* [Prompt]: Select every line of the records that contains the word "blue" and copy each one out.

* [Material for the task]:
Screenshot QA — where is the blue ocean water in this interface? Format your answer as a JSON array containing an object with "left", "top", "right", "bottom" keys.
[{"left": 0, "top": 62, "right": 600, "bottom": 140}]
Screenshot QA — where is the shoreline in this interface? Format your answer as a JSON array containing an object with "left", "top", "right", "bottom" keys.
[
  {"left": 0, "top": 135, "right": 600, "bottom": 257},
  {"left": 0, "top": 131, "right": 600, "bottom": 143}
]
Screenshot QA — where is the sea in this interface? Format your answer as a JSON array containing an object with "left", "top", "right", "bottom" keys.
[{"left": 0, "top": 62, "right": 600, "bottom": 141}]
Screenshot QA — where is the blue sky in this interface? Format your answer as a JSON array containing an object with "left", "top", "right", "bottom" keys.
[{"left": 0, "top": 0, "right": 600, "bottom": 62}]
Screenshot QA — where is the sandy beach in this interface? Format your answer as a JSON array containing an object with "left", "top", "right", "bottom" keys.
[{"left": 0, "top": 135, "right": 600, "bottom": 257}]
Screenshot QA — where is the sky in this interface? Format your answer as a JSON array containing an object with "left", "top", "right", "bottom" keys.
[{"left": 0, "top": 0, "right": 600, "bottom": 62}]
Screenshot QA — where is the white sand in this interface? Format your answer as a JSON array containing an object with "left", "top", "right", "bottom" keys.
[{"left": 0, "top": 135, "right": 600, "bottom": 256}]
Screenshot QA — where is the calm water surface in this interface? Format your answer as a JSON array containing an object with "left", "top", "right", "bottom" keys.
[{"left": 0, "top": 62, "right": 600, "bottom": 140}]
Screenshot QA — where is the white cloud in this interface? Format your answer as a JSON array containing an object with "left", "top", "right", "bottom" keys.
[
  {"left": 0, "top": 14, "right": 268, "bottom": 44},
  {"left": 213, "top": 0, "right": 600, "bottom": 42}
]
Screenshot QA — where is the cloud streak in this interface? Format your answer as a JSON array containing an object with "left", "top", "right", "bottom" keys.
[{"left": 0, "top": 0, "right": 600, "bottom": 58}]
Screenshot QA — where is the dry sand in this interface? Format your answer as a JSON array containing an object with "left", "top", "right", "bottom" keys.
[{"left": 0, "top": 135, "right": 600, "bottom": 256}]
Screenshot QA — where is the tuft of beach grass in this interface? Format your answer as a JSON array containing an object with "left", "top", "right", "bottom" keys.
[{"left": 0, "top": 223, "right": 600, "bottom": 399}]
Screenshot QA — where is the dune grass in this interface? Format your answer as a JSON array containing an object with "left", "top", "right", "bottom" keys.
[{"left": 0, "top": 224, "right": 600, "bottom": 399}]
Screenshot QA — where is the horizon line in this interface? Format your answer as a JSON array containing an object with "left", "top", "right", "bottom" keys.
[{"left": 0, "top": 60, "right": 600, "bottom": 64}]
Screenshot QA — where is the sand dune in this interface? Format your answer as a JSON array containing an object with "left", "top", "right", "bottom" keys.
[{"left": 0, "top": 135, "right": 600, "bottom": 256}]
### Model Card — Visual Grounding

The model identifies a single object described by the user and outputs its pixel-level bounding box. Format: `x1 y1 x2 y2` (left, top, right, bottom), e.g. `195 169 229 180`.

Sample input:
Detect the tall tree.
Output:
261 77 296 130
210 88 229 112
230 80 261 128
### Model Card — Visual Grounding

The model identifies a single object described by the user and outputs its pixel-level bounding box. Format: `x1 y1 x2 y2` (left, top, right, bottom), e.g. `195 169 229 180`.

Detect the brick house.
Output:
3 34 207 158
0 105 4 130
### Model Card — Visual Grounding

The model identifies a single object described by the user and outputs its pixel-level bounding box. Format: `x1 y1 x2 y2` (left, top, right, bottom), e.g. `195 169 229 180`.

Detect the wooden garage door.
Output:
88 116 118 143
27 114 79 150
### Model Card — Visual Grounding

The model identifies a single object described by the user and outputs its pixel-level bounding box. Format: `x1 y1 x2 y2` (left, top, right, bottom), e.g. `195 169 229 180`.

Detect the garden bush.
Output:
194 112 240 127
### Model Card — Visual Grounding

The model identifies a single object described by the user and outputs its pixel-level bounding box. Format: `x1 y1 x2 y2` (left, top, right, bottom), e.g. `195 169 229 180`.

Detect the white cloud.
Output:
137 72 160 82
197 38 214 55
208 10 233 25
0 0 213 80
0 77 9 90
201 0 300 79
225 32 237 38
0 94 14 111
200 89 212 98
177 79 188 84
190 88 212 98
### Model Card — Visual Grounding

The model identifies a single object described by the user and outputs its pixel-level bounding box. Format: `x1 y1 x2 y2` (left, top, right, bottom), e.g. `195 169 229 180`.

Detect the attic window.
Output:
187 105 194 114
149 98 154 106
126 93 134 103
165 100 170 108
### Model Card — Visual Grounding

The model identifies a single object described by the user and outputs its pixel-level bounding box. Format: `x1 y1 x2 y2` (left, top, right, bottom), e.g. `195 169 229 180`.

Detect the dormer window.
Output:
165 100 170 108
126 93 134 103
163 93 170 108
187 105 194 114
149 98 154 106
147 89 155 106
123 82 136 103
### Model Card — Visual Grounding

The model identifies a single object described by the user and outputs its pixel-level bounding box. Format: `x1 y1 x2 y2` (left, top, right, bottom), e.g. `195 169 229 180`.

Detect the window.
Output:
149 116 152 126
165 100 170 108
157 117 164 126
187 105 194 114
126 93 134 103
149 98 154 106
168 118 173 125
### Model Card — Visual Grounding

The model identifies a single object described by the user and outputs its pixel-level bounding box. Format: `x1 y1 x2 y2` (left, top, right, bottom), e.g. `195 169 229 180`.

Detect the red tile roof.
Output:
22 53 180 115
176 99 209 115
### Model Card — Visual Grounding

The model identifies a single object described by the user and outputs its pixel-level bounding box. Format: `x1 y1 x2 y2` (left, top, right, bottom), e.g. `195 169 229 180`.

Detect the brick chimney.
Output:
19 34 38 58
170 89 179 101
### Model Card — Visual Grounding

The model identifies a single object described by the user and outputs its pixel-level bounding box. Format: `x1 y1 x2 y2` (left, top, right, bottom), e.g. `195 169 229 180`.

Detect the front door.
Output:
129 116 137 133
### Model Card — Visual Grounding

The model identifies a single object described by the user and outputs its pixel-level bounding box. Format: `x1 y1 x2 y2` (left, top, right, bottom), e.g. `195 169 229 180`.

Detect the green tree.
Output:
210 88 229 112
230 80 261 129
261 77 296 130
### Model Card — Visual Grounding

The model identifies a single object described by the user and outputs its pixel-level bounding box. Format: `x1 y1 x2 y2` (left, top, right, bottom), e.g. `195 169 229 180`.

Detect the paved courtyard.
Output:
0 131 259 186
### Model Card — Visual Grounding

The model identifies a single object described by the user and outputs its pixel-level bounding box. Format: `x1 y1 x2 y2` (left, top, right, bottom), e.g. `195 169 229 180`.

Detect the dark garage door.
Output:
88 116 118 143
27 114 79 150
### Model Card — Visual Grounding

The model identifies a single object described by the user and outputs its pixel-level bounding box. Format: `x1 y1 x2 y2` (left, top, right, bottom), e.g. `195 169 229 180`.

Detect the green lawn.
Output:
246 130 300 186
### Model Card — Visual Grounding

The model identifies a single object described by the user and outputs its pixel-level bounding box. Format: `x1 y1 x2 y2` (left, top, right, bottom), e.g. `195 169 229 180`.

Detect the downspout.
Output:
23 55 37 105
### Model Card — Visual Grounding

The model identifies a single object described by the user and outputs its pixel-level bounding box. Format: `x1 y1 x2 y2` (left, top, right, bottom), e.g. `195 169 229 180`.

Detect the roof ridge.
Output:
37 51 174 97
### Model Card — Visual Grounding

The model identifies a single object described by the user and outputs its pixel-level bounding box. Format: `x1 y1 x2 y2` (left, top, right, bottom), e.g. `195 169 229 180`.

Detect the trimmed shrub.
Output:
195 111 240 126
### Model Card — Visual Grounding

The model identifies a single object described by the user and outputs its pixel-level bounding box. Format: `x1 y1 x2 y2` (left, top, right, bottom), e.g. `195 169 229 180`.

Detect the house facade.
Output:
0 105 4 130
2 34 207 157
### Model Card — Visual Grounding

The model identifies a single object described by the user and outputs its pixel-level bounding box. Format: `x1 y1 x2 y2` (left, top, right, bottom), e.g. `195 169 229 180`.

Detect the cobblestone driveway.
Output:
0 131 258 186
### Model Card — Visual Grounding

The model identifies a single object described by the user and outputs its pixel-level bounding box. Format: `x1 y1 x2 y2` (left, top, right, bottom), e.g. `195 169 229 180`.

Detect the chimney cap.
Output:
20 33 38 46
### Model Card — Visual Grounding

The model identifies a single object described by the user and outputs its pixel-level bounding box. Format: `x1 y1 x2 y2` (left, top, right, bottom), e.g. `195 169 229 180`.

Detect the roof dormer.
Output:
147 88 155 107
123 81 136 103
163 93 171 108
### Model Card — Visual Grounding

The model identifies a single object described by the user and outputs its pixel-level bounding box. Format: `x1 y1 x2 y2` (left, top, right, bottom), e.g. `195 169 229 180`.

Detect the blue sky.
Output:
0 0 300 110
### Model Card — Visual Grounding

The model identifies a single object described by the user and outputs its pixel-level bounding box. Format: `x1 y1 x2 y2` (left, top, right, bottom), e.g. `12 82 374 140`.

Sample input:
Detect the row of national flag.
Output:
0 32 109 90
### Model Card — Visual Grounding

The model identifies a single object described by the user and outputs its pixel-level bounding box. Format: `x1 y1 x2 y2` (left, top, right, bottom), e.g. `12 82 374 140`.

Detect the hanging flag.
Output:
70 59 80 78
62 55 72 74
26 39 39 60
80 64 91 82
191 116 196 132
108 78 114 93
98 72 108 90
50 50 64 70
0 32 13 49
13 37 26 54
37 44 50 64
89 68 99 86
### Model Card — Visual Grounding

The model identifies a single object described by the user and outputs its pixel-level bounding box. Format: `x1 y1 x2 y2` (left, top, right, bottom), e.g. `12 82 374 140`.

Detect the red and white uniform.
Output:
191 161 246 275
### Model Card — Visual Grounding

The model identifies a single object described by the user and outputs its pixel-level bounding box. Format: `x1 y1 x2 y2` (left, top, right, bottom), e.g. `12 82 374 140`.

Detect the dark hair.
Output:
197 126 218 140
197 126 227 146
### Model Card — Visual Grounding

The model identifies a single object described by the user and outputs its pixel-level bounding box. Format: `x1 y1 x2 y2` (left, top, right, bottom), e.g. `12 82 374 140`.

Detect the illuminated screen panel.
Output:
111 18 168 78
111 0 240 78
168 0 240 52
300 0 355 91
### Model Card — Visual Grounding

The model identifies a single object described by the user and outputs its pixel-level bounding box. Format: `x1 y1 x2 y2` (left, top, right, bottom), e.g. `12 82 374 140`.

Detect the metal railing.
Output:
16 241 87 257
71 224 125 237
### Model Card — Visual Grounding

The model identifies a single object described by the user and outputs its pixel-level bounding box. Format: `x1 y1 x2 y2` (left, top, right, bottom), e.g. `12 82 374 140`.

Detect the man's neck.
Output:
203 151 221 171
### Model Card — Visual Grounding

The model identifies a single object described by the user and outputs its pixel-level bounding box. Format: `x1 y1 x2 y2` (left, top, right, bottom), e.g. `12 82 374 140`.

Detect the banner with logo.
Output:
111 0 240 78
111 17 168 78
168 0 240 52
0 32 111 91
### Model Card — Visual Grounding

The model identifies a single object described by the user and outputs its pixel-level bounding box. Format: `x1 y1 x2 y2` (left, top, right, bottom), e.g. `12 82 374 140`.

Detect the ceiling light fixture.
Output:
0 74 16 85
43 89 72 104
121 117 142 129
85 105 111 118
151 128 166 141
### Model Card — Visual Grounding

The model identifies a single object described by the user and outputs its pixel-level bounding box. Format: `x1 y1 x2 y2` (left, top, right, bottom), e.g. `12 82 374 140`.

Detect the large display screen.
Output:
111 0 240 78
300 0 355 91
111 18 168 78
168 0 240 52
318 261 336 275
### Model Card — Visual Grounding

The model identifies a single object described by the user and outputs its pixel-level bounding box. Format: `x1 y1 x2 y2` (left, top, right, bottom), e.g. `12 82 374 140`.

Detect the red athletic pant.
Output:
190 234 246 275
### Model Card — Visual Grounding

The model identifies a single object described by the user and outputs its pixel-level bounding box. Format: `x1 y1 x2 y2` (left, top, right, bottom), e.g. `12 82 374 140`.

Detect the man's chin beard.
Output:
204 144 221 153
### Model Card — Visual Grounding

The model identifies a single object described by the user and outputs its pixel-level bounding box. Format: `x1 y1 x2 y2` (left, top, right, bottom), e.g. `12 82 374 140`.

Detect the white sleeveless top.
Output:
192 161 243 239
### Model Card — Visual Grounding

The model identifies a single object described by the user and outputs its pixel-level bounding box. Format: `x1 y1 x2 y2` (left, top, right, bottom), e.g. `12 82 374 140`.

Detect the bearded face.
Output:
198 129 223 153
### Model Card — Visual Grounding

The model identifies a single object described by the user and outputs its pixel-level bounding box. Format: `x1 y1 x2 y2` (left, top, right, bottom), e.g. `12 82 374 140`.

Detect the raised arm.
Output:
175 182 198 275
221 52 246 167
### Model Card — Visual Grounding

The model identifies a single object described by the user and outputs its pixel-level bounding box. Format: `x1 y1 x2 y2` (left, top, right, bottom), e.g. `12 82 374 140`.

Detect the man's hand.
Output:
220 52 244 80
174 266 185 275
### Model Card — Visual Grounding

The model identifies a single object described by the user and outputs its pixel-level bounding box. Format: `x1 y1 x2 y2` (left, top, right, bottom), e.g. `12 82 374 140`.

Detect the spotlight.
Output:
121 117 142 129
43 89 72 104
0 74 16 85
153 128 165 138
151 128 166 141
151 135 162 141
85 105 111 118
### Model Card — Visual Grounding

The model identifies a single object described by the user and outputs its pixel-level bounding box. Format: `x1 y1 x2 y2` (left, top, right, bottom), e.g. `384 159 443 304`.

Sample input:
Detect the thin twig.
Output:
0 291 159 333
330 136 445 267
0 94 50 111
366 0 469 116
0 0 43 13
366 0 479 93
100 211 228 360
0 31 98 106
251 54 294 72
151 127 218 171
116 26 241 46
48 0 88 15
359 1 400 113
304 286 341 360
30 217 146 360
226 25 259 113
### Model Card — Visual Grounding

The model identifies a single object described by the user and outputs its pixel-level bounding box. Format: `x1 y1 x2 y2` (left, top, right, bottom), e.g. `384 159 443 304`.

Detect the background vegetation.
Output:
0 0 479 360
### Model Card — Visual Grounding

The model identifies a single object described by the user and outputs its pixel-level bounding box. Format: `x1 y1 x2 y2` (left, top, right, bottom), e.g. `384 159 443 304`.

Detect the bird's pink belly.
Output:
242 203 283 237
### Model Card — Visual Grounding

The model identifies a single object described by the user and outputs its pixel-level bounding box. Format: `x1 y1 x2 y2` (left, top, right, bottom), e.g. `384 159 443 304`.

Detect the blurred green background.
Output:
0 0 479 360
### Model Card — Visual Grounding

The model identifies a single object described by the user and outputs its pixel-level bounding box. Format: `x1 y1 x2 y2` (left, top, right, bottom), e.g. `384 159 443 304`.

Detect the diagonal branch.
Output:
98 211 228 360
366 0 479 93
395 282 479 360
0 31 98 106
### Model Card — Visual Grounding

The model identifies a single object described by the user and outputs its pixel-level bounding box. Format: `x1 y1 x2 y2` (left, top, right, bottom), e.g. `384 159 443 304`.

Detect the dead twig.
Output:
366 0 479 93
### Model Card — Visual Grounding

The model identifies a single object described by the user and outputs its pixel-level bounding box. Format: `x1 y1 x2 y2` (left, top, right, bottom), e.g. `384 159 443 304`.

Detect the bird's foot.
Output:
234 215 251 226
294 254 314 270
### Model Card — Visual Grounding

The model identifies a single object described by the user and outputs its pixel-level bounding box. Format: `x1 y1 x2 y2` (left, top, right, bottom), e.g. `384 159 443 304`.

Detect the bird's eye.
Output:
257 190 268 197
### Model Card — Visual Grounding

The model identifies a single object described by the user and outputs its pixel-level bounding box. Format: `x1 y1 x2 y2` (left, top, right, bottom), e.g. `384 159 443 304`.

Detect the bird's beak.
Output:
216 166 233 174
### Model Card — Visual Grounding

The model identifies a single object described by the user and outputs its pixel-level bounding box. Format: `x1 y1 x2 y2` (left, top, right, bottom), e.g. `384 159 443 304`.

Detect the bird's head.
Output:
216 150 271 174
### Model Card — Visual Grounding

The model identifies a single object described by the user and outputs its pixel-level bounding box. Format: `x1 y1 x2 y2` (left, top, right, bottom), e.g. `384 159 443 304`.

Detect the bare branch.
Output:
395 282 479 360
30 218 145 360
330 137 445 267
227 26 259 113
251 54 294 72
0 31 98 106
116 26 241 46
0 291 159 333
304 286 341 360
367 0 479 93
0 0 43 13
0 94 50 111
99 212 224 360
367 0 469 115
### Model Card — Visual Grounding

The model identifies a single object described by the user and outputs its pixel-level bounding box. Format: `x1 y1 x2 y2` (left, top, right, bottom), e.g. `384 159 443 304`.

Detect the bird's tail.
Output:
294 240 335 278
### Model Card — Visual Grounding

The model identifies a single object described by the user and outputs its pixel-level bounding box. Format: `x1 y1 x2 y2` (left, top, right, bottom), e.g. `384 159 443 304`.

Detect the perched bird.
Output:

* [Written response]:
Screenshot QA — where is the blue ocean water in this interface? Format your answer as a JSON array containing an object with "left", "top", "right", "bottom" keys.
Screenshot QA — where is the blue sky in this interface? Format your answer as a JSON array containing an object with "left", "top", "right", "bottom" keys.
Detect the blue sky.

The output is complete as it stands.